About this task:
Each record must be printed exactly as given.

_ _ _ _

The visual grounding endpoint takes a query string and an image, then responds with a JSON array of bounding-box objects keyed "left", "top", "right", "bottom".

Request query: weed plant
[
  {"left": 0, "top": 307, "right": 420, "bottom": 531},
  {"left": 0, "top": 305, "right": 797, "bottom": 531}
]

_ _ _ _

Response:
The visual grounding endpoint takes a query string and an image, then responds with a JSON array of bounding-box objects keyed "left", "top", "right", "bottom".

Request query: weed plant
[
  {"left": 0, "top": 307, "right": 420, "bottom": 531},
  {"left": 0, "top": 305, "right": 797, "bottom": 531}
]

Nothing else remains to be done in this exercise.